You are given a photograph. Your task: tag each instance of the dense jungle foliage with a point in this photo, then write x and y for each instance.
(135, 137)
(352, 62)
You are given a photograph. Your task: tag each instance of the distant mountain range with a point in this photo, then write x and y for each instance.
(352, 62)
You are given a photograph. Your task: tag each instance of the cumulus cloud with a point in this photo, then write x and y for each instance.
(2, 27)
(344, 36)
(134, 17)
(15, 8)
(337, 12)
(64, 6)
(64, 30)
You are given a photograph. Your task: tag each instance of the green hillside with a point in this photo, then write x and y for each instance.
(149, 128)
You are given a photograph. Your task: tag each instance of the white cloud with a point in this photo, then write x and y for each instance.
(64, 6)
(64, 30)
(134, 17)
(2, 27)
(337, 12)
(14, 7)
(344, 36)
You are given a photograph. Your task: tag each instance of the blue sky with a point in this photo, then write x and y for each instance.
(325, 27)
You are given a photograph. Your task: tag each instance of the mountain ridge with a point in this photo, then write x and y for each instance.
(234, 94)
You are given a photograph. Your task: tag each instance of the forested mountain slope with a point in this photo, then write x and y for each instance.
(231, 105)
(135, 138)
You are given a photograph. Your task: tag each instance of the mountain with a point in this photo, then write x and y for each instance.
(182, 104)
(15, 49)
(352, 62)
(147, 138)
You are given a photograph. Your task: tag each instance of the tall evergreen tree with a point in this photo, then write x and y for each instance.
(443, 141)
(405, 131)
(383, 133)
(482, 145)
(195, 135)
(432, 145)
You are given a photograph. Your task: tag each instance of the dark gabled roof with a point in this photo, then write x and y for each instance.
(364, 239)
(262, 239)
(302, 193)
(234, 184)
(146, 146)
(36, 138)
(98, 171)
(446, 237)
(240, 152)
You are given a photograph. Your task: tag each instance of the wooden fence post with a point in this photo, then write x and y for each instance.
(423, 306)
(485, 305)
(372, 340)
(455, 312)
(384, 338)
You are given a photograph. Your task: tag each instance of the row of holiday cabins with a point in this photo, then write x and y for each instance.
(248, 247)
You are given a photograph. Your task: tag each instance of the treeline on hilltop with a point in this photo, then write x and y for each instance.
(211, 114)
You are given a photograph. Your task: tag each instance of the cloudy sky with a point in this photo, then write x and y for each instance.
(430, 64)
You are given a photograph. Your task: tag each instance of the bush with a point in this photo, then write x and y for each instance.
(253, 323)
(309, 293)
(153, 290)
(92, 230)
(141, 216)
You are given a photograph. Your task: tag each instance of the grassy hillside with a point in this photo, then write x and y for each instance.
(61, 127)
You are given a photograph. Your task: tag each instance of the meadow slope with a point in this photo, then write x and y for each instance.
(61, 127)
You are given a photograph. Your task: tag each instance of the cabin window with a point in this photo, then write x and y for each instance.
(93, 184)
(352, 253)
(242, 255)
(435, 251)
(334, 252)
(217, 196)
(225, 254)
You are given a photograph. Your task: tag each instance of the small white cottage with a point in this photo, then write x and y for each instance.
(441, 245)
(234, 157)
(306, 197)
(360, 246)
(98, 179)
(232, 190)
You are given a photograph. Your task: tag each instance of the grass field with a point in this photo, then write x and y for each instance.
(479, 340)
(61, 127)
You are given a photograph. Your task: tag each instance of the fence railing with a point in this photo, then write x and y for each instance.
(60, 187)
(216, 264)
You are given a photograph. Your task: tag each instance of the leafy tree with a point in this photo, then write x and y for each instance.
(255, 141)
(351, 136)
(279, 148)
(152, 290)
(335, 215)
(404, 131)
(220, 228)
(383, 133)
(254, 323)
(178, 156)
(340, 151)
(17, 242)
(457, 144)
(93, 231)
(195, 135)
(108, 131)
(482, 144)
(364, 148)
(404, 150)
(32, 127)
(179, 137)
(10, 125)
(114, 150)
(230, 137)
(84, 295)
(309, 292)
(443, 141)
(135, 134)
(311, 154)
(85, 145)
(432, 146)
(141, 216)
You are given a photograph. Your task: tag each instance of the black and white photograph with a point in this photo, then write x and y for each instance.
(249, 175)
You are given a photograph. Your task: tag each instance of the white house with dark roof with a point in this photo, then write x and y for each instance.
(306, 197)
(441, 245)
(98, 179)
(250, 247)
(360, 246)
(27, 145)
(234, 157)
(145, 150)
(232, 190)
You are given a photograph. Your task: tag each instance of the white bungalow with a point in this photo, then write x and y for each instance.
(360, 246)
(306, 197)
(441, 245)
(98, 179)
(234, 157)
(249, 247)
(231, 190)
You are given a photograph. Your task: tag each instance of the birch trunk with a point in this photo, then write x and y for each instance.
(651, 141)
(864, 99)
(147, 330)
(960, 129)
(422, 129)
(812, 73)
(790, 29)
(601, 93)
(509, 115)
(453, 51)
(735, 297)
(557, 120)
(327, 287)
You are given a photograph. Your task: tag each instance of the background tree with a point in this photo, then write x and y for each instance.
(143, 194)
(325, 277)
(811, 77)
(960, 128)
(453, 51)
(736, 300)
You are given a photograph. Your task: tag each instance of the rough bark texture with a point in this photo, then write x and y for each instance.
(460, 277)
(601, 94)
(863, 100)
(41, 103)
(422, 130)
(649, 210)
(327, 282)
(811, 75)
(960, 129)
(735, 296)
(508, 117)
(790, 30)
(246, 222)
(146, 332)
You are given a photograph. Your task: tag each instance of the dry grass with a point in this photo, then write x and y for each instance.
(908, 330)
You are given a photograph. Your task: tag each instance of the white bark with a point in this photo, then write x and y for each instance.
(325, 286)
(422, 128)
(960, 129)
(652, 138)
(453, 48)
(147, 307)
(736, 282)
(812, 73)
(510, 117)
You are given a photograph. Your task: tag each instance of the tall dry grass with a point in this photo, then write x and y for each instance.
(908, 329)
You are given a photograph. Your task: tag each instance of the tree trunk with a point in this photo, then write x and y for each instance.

※ ※ ※

Work instructions —
Top to bottom, set down the whole listing exactly.

Written answer —
You are given a photograph. Your task: tag each instance of the dense jungle foliage with a point in this photo, then write x and y for each instance.
(135, 137)
(352, 62)
You are given a photograph. Your task: tag each instance of the distant mountain range with a point in this photo, then write x and y for each instance.
(352, 62)
You are given a photograph. Your task: tag each instance of the cumulus cloud with a point in this photo, then write x and y for each instance.
(2, 27)
(344, 36)
(134, 17)
(15, 8)
(337, 12)
(64, 6)
(64, 30)
You are given a photograph. Your task: tag each instance of the green hillside with a point in this photo, then write x and y for each instance.
(149, 128)
You are given a photograph. Your task: tag each instance of the white cloud with a point in this photo, then write x and y for each instance.
(64, 6)
(64, 30)
(134, 17)
(2, 27)
(337, 12)
(14, 7)
(344, 36)
You are given a photograph. Your task: tag each instance of the blue sky with a point in this photo, then write x and y for each instance.
(325, 27)
You are given a photograph. Your task: tag each instance of the mountain ridge with a point in this photo, then write x and y for each instance.
(234, 94)
You are given a photograph. Your task: tag each instance of the forested mountain slope with a point in this photo, then write x and y for each instance.
(231, 105)
(135, 138)
You are given a photograph. Your task: tag each instance of the mountain with a point in this photo, then write x and y for each instance.
(182, 104)
(15, 49)
(352, 62)
(147, 138)
You are given a photograph. Your task: tag each instance of the tall evergreen tree with a point in this photo, then write x and y for each instance.
(443, 141)
(405, 131)
(383, 133)
(482, 145)
(195, 135)
(432, 145)
You are given a photograph. Your task: tag each instance of the dark gabled roof with a point in this photo, then write x and y for each instance.
(364, 239)
(262, 239)
(302, 193)
(234, 184)
(146, 146)
(36, 138)
(98, 171)
(446, 237)
(240, 152)
You are given a photograph. Your task: tag each instance of the wooden fence post with a point in this photo, then write x and y for each instance.
(423, 306)
(485, 305)
(372, 340)
(455, 312)
(384, 338)
You are given a photograph. Your task: tag each instance of the row of holiday cabins with a point in this photo, then write x and y for each instance.
(248, 247)
You are given a photograph. Your task: tag each instance of the treeline on hilltop with a point in this photo, then write x and y for each instance.
(211, 114)
You are given a photograph. Your task: tag each instance of the cloudy sky with a point in this photo, then write x and y for each instance.
(430, 64)
You are given a photograph. Your task: tag each instance of the bush with a point in this photo, then write x and y for each instance.
(253, 323)
(309, 293)
(153, 290)
(92, 230)
(141, 216)
You are given a photograph. Your task: tag each instance of the grassy hillside with a point in this photo, then write x and y for each instance.
(61, 127)
You are given a photograph. Your task: tag each instance of the meadow slope with a point in this photo, then write x and y for each instance.
(61, 127)
You are given a photograph. Your task: tag each instance of the cabin window with a point in this photo, then write x and y for each instance.
(93, 184)
(352, 253)
(242, 255)
(435, 251)
(334, 252)
(217, 196)
(225, 254)
You are given a photograph. Your task: tag each instance of the small white cottage with a point in this photo, then write x and y for each instance.
(441, 245)
(234, 157)
(306, 197)
(360, 246)
(98, 179)
(232, 190)
You are given a photograph. Your task: tag each instance of the grass field with a point in this photo, then write x and y for each instance.
(479, 340)
(61, 127)
You are given a photograph. Your task: tag each instance of the fence railing with a point in this photo, then write x and y for each instance.
(60, 187)
(216, 264)
You are given a photograph. Your task: tag each instance of the leafy tree with a point in this photo, then write x and y for each instance.
(255, 141)
(351, 136)
(279, 148)
(152, 290)
(335, 215)
(404, 131)
(220, 228)
(383, 133)
(254, 323)
(178, 156)
(340, 151)
(17, 242)
(457, 144)
(93, 231)
(195, 135)
(108, 131)
(482, 144)
(364, 148)
(404, 150)
(32, 127)
(179, 137)
(10, 125)
(114, 150)
(230, 137)
(84, 295)
(309, 292)
(443, 141)
(135, 134)
(311, 154)
(85, 145)
(432, 146)
(141, 216)
You are given a photograph. Your task: tag each instance of the black and white photograph with a point in this photo, then write x and y for each instance.
(249, 175)
You are given a photograph. Your task: tag each instance of the white house with dark roof with a point in this photo, then write x and y for each instance.
(306, 197)
(441, 245)
(98, 179)
(250, 247)
(360, 246)
(27, 145)
(234, 157)
(145, 150)
(232, 190)
You are given a photograph. Your task: tag each instance of the white bungalow with a point in this photo, then write x and y for each instance.
(360, 246)
(306, 197)
(441, 245)
(98, 179)
(234, 157)
(249, 247)
(231, 190)
You are given a photograph. Your task: tag each instance of the birch trunk with a point in this photo, then write x and y for each instance.
(651, 141)
(864, 99)
(147, 330)
(960, 129)
(422, 129)
(812, 73)
(790, 29)
(601, 93)
(509, 115)
(453, 51)
(735, 297)
(557, 120)
(327, 287)
You are given a photograph. Your task: tag each instance of the background tree with a point in this photo, then write x and y for each instance.
(143, 194)
(325, 277)
(811, 77)
(960, 128)
(453, 51)
(736, 300)
You are given a photograph. Your task: tag each instance of the rough bark texture with a point in this photo, then write x and y for each instance.
(460, 277)
(601, 94)
(863, 100)
(41, 103)
(422, 130)
(649, 210)
(327, 282)
(811, 75)
(960, 129)
(735, 296)
(508, 117)
(790, 30)
(246, 222)
(146, 332)
You are given a photograph. Your task: tag each instance of the dry grass with a point in this photo, then write x and y for each instance.
(908, 330)
You are given a photograph. Your task: tag each instance of the white bark with a point in this photo, then write x and y for each instance.
(325, 286)
(422, 128)
(960, 129)
(652, 138)
(453, 48)
(147, 307)
(736, 282)
(812, 73)
(510, 117)
You are given a photograph. Your task: tag each instance of the tall dry grass with a point in this photo, then write x and y for each instance.
(908, 329)
You are given a photograph. Your task: tag each instance of the tree trunk with a point in this photo, then write x and y for each instance.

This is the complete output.